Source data
[Start of section]
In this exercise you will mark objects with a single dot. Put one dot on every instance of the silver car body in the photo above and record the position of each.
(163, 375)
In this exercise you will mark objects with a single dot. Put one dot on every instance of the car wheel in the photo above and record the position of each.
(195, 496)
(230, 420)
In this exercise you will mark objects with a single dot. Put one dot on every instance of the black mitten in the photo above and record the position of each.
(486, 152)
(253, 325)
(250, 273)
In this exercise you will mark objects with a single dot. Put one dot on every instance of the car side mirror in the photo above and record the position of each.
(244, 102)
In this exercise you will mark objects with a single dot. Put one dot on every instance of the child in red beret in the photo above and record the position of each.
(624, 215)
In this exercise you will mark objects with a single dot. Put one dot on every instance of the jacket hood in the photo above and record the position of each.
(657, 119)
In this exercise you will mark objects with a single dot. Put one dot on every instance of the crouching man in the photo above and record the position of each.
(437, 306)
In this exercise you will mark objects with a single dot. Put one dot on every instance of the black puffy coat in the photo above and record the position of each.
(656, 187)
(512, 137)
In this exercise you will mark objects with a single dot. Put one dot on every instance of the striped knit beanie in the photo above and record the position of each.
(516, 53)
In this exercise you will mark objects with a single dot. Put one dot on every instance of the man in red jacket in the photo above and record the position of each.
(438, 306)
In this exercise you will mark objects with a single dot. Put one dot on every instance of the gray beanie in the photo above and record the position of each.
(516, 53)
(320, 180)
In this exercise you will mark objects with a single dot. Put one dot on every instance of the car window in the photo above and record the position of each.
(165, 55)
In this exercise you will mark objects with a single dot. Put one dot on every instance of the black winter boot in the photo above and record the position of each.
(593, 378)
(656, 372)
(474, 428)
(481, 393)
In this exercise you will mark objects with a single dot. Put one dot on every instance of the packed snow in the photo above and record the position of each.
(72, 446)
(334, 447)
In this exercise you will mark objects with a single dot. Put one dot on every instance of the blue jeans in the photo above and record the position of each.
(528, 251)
[End of section]
▶ **Task**: Only an exact copy of the entries above will do.

▶ **Exercise output**:
In this exercise you will mark objects with a single dot. Put one dot on every instance of the silver car body in the photo above and record the position of each.
(163, 375)
In this exercise you will mark objects with a single dot. Put one dot on every instance of the car wheel in the photo above and record the position of each.
(195, 496)
(230, 420)
In this exercise you will mark objects with a single dot. Put one dot on every instance of the black mitten in the photo above and record the position of each.
(486, 152)
(253, 325)
(250, 273)
In this exercise you will mark objects with a single dot. Put one dot on every instance of the car side mirror in the photo above and record the position of each.
(244, 102)
In this exercise you will mark objects with a single dot. Put one dot on every instance of the child in red beret in the photo above and record the position of each.
(624, 215)
In this exercise you will mark objects with a single dot. Put one dot on every instance of the jacket hood in the photo above and record the position of each.
(657, 119)
In this exercise you will mark objects with a single dot. Put one dot on every instance of the crouching man in the photo above and record the position of each.
(437, 306)
In this exercise you will mark objects with a single dot. Put one dot on every instance of the black puffy coat in the photo above and record the position of each.
(656, 187)
(512, 137)
In this exercise you will mark objects with a single dot. Put one dot on every instance of the striped knit beanie in the photo above and record the position of each.
(516, 53)
In this exercise you will mark objects with a single dot. Put one dot on every instance of the man in red jacket in the photo above and record the position of each.
(438, 306)
In this exercise you will mark objects with a single dot. Put one dot on every instance of the gray beanie in the photo above and record the position of each.
(516, 53)
(320, 180)
In this exercise you will mark objects with a single dot. Put one dot on every instance of the car window in the photo above and record the position of each.
(165, 55)
In this exercise you will mark objects with a single dot. Put one dot on every instance of the black winter boot in the photo above and record the position of each.
(593, 378)
(656, 372)
(474, 428)
(481, 393)
In this exercise you will mark objects with a single dot. Put one dot on every instance of the packed snow in the photo above and record the position of each.
(72, 446)
(334, 447)
In this exercise you will mark objects with a single dot. Put one dot on every instance of the blue jeans in the photo above and record the position of each.
(528, 251)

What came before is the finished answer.